*WHAT TO PRODUCE:* Copy everything in the listing from the line containing "Note: annotate every instance of the red and" down to the line containing "Target: red and white flag", substituting "striped flag" for "red and white flag" and leaving the rest unchanged.

*RECORDS PROVIDED:*
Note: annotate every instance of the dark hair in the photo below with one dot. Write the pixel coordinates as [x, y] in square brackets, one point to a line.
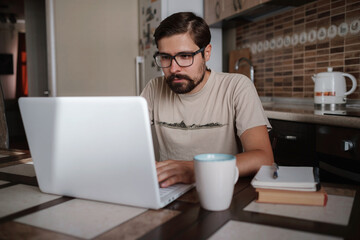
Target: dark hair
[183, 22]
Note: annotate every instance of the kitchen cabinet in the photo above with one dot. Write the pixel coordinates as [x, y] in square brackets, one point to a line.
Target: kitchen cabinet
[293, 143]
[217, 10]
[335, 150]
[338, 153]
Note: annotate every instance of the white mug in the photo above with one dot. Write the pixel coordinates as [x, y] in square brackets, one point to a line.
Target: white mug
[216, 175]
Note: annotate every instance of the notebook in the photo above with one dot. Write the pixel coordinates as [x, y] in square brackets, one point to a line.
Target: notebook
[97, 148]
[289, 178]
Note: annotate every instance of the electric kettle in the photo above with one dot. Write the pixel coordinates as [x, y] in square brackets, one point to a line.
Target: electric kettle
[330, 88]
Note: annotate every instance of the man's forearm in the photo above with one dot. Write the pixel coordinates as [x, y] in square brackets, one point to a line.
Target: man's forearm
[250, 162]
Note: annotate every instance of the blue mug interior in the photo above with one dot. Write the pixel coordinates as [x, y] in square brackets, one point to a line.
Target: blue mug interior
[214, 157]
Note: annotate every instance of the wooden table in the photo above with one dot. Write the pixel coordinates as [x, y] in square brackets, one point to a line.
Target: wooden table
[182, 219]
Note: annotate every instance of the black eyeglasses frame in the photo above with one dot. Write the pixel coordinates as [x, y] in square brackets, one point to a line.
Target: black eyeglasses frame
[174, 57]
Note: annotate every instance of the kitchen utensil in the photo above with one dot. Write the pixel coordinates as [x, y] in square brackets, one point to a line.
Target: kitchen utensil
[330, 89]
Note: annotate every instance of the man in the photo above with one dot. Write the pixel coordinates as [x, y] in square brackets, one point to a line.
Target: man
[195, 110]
--
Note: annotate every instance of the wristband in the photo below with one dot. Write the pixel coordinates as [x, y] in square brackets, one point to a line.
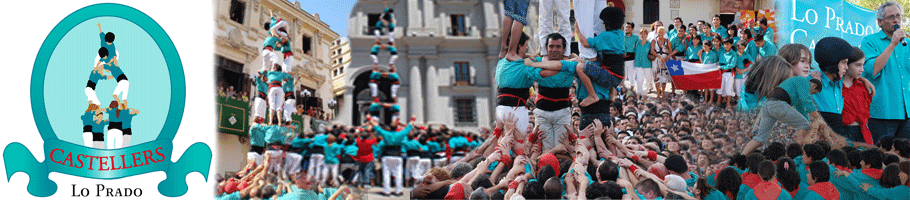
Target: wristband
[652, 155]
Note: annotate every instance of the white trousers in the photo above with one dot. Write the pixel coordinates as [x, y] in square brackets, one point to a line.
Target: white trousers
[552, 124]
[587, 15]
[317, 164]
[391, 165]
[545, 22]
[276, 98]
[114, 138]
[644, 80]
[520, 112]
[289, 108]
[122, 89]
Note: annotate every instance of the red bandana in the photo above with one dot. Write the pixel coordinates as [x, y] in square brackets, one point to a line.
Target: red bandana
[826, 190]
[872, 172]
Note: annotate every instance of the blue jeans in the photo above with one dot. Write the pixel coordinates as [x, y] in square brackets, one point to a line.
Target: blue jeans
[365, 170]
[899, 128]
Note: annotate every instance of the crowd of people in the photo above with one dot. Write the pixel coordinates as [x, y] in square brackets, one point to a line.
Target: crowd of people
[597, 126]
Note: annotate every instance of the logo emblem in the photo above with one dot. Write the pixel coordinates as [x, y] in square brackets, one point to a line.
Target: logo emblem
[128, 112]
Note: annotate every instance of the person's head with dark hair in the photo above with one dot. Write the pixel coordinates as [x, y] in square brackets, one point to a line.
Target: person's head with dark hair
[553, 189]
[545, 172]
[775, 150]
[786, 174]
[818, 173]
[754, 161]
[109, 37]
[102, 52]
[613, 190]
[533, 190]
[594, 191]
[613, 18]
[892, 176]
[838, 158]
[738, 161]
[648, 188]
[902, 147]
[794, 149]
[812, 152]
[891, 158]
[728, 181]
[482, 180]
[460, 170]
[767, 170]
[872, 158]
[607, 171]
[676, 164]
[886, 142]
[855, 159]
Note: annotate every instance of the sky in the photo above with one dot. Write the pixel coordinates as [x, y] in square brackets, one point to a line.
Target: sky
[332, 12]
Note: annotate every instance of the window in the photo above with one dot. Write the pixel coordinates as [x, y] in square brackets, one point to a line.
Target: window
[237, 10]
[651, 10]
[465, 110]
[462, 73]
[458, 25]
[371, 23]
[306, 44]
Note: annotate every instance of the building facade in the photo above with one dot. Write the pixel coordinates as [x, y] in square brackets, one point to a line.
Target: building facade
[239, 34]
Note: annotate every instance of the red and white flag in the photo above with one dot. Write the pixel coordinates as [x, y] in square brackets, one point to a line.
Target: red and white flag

*PROBLEM SOLUTION:*
Note: annotate every instance of the striped flag in the photo above with one dot. Write the pixel coordinates as [x, y] in square brackets, one point to a line.
Target: striped flag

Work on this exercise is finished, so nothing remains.